QUOTED TEXT »

Kit review of Nitto's MK ZbV 3000/SF3D Nutrocker .

Starship Modeler - The complete information source for modelers who build sci-fi, fantasy and real space subjects

Nitto MK ZbV 3000/SF3D 1/76
Nutrocker P.K.H.103 1a Kit Review

By Jay Adan - Copyright © 1999

Quality: 9 (These kits are the bees knees)

Accuracy: N/A (or 10) (It's an original so technically it's completely accurate)
Instructions: 6 (Building instructions are just okay but the painting = guide is cool)
Decals: 7 (Lots of choices)
Parts Fit: 7 (a little putty required)

Ease: 8 (A leisurely weekend project)

Overall Rating: 8 (It didn't quite reach perfection but it's a damn fine kit)

In the SF3D universe (or the "MAK ZbV 3000 universe", as it's now known) the Nutrocker is an unmanned hover tank that mounts a rather inconspicuous laser cannon. It was apparently a very successful design until the appearance of the Super Armored Fighting Suit.

I fell in love with the design of the Nutrocker because I love clunky designs. They just feel much more plausible to me than the sleek SF designs that have become so commonplace. The entire MA.K. ZbV 3000 line is full of these types of vehicles.

Nutrocker Profile


The kit is very straight forward. There are not many pieces (upper hull, underside, turret, laser, searchlight, antennae, and other various detail parts). There is one brass piece (antenna) and one piece of wire to use with the other antenna. A nice little included extra (though not pictured) is a S.A.F.S. in scale with the Nutrocker. I also added an extra bit of wire to simulate a couple of whip antennae that are shown in one of the drawings but not included in the kit. The kit looks as if it was even meant to include these antennae since the bases for them are molded into the turret.

The kit assembles with ease. Assembly took most of an afternoon and part of an evening (probably 4-6 hours, including putty drying time). The turret is easily left free to turn and position as you see fit without looking like a toy. You will have to do a bit of puttying, but not much if you are careful with your gluing. The area where the underside meets the outer hull is the worst fit... it's also the least likely area to ever be seen if you mount your models on a base. Although the instructions are all in Japanese I found them pretty easy to follow. There are some areas where the picture on the box and the instructions seem to contradict each other. I would say that in these situations just pick what you think looks best. There probably aren't many "purists" who are likely to complain if you're wrong.


Finishing the kit is where I really had a lot of fun. The Nutrocker, like all kits in this series, comes with a little card of suggested camo patterns and markings. Because of the really ugly, clunky look of the tank I decided to go with a neat pattern that reminded me a lot of a WWI Battleship design. The majority of the tank gets a standard grey color with the bottom in a wavy black pattern.

I used Testors Model Master paints for the grey. I started out with Lark Dark Grey as my base coat. Once that dried I added some shadows with Gunship Grey. I finished off the hull with highlights using Lark Light Grey. At this point is was time to move on to the black camo.

I used a blue plastic 3M tape to mask the approximate area for the wavy line. Using a pen, I drew in the wavy line by hand trying to match, as well as I could, the pattern shown on the card. After I had the line drawn I carefully cut the pattern into the tape with a sharp Xacto knife. The plastic tape works very well for doing this kind of work. It isn't necessary to force your way through the tape to get it to cut properly meaning that, as long as you relatively careful, you can keep from damaging the surface of your model.

RECORD EXCERPTS »
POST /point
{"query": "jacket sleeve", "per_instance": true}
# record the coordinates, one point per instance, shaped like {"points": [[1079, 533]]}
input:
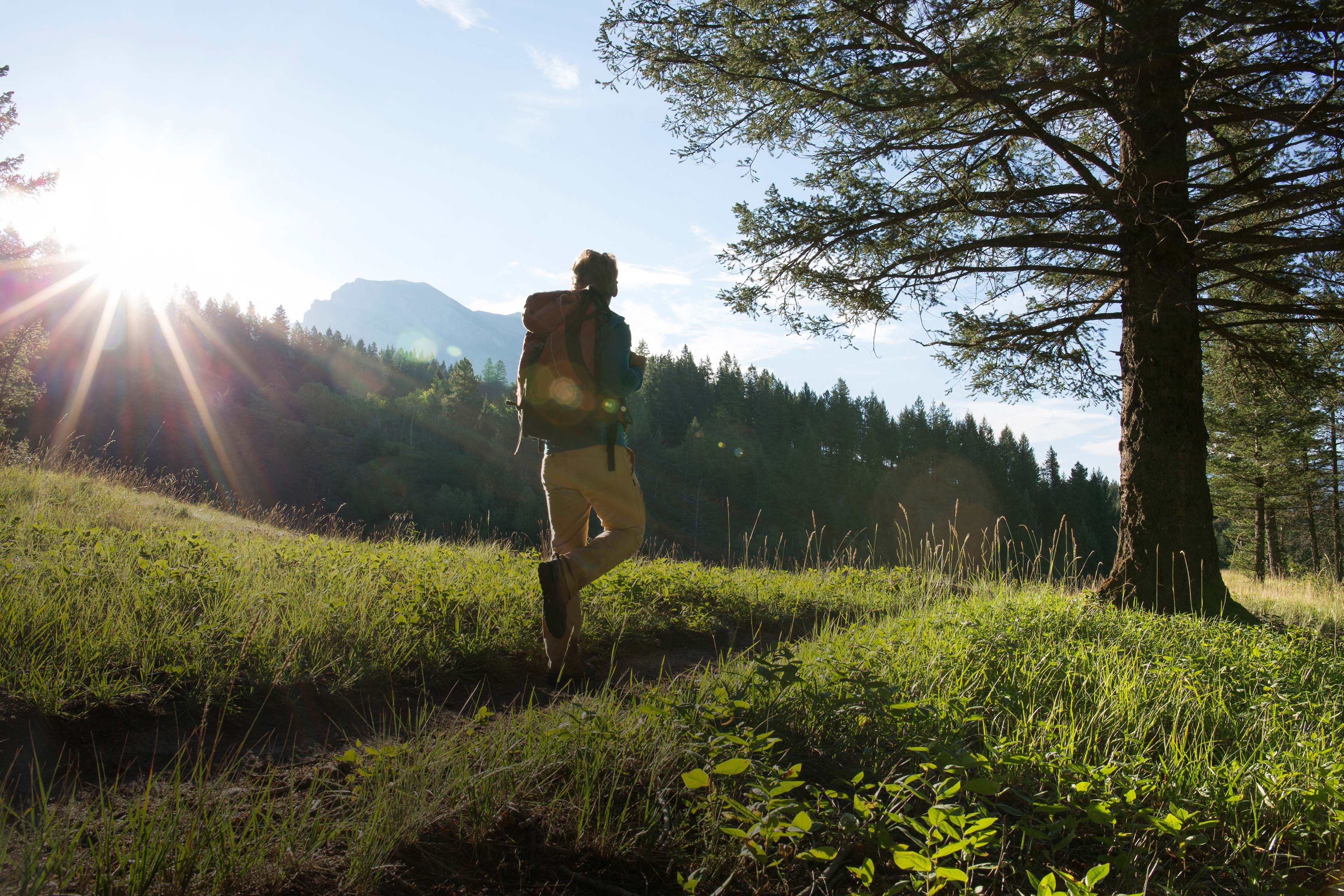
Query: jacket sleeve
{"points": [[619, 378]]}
--
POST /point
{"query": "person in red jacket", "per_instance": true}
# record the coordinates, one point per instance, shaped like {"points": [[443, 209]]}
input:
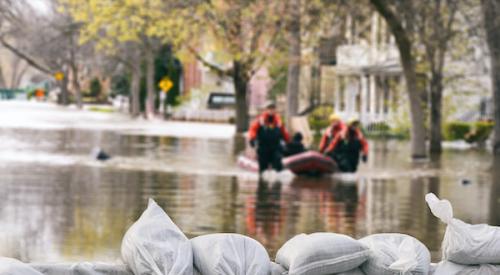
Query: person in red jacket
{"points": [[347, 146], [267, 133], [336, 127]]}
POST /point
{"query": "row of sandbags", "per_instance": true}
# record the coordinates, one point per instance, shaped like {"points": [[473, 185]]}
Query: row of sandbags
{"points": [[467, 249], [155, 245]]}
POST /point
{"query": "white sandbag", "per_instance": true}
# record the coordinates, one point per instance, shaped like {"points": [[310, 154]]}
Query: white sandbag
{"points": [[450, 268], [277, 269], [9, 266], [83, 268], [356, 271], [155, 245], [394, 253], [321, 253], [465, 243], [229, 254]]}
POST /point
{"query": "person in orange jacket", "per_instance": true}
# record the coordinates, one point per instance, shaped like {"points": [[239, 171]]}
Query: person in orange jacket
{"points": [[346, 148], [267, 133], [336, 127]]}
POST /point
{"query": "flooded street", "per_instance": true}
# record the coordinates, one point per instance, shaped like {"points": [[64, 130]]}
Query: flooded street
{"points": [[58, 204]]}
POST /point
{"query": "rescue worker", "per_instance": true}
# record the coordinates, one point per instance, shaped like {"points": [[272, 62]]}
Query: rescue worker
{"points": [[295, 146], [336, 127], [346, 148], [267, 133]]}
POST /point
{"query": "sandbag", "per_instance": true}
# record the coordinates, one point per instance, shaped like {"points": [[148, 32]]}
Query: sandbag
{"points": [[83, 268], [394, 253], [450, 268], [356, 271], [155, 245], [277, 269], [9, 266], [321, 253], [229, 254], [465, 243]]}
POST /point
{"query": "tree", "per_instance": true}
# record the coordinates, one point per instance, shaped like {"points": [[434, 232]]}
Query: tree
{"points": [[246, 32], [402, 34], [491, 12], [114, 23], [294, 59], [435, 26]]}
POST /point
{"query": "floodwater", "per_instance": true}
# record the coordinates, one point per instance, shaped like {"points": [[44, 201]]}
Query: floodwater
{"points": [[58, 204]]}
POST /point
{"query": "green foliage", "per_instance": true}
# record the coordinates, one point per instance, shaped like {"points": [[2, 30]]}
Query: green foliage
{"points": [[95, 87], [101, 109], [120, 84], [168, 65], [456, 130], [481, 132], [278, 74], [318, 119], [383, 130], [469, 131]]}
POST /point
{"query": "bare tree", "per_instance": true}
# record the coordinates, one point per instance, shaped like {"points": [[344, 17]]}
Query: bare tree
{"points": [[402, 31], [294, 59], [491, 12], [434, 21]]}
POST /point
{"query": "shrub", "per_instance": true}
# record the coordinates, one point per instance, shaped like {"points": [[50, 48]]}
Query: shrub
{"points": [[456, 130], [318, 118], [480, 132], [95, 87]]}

TASKS TO CARRY OUT »
a. In the Nutrocker kit review, which Testors Model Master paint serves as the base coat for the grey?
b. Quote the Nutrocker kit review word for word, starting with "Nitto MK ZbV" and going on through "it's completely accurate)".
Work from the Nutrocker kit review alone, not from the material.

CORRECT ANSWERS »
a. Lark Dark Grey

b.
Nitto MK ZbV 3000/SF3D 1/76
Nutrocker P.K.H.103 1a Kit Review

By Jay Adan - Copyright © 1999

Quality: 9 (These kits are the bees knees)

Accuracy: N/A (or 10) (It's an original so technically it's completely accurate)